-- JOBS --
1. In the shooting forum thread, what two reasons does the deer stalker give for shooting a deer?
2. Write the next part of the shooting forum thread, starting after its final sentence.

# GIVEN TEXT start

We dont start shooting them till second week in may .

Isn`t the traditional date to start `12th may` ?

 

Agreed.

 

Goes against the grain a bit for me. Have to make do with claybusting (or not!) for a few months.

Posted
Agreed.

 

Goes against the grain a bit for me. Have to make do with claybusting (or not!) for a few months.

 

Love a bit of claybusting :thumbup1: Still struggle like hell with some of them crossers though !

Posted
Cant understand how people get enjoyment out of killing animals. I do understand pests need to be controlled but cant see where the enjoyment is.

 

I get no enjoyment out of killing anything. I have enjoy hunting things. And this is where you must distinguish between sport hunting/shooting and killing. I like the challenge of out witting deer. So I stalk wild deer. I shoot one when it fits in with a management plan and because I like eating them. I take... satisfaction, if that is the word, at making a clean kill with minimal suffering to the beast.

# GIVEN TEXT end
# EXTRACTED DATA start

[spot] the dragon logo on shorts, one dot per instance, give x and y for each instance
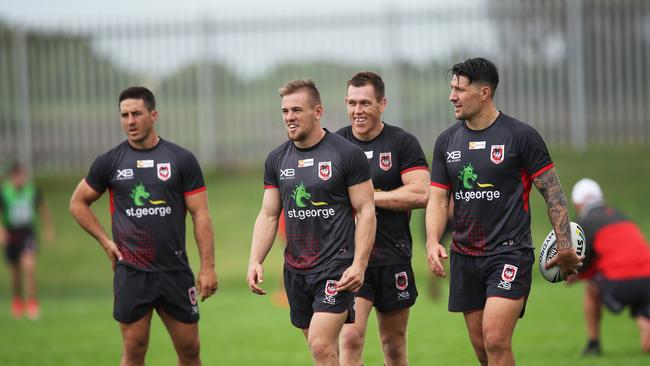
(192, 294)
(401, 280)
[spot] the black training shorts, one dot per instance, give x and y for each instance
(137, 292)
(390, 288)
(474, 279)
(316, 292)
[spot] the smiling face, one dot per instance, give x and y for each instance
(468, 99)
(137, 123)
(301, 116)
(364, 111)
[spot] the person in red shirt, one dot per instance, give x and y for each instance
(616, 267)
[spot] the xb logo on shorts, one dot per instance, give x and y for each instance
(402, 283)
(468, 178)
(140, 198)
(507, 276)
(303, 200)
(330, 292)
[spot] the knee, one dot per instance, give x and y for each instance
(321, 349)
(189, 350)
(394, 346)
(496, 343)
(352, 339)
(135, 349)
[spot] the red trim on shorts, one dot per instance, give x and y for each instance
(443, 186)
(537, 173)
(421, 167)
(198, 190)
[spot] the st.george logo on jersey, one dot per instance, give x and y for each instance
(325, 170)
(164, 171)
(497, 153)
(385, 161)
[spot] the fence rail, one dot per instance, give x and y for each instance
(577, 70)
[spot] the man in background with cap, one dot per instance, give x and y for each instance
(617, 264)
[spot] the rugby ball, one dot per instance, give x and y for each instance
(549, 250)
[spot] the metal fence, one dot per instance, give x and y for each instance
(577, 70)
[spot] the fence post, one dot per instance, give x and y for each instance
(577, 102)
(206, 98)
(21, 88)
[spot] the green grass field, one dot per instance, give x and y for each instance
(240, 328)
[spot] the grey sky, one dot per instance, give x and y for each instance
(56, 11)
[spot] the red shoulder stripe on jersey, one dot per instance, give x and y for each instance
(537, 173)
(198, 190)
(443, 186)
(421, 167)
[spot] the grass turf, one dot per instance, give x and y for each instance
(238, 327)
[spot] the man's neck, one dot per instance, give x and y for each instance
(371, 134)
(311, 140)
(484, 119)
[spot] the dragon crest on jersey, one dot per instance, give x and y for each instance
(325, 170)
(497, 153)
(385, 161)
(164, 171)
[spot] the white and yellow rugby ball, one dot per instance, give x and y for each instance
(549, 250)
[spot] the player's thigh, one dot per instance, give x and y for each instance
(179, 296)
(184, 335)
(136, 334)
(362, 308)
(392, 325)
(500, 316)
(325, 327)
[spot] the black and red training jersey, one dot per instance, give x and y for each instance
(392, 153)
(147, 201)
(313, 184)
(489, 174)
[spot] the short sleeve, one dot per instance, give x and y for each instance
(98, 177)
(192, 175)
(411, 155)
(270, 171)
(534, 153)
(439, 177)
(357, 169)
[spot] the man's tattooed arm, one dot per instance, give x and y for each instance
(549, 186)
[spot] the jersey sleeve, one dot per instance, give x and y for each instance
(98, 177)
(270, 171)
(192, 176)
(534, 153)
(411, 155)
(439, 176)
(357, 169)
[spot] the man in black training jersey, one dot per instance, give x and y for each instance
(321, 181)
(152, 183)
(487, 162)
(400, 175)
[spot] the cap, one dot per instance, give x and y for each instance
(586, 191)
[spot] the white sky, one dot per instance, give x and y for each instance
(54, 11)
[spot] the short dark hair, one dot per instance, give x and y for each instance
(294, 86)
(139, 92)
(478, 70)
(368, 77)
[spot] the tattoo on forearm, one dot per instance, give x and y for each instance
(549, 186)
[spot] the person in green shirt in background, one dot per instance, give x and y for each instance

# EXTRACTED DATA end

-- ANSWERS FOR THE EXERCISE --
1. The stalker shoots a deer when doing so fits in with a management plan and because they like eating deer.

2.
I love deer though. I eat, sleep, breath and talk deer. I hunt them with a camera, I walk miles with a rifle, find a herd, and don't take a shot. I spend hours looking at them. I have lost thousands of pounds doing this, and the best part of 12 years living deer, and probably know more about deer than most people who wouldn't dream of killing one because it is "cruel". In the hard winters I think of my deer. I put feed down for them so they are not hungry. How many Bill Oddie types do this?

 

It is something only a hunter can understand I fear.

Posted

I shoot and fish but I would never dream of shooting rooks whilst they're breeding. Some may have just started sitting now. Traditionally it's the middle of May when the 'branchers' are shot for a bit of rook pie.

 

Unlike crows rooks are not great pests eating mostly worms, leatherjackets etc.

 

One of the great sounds of early spring is the activity in a rookery.

Posted
I shoot and fish but I would never dream of shooting rooks whilst they're breeding. Some may have just started sitting now. Traditionally it's the middle of May when the 'branchers' are shot for a bit of rook pie.

 

Unlike crows rooks are not great pests eating mostly worms, leatherjackets etc.

 

One of the great sounds of early spring is the activity in a rookery.

 

Ditto!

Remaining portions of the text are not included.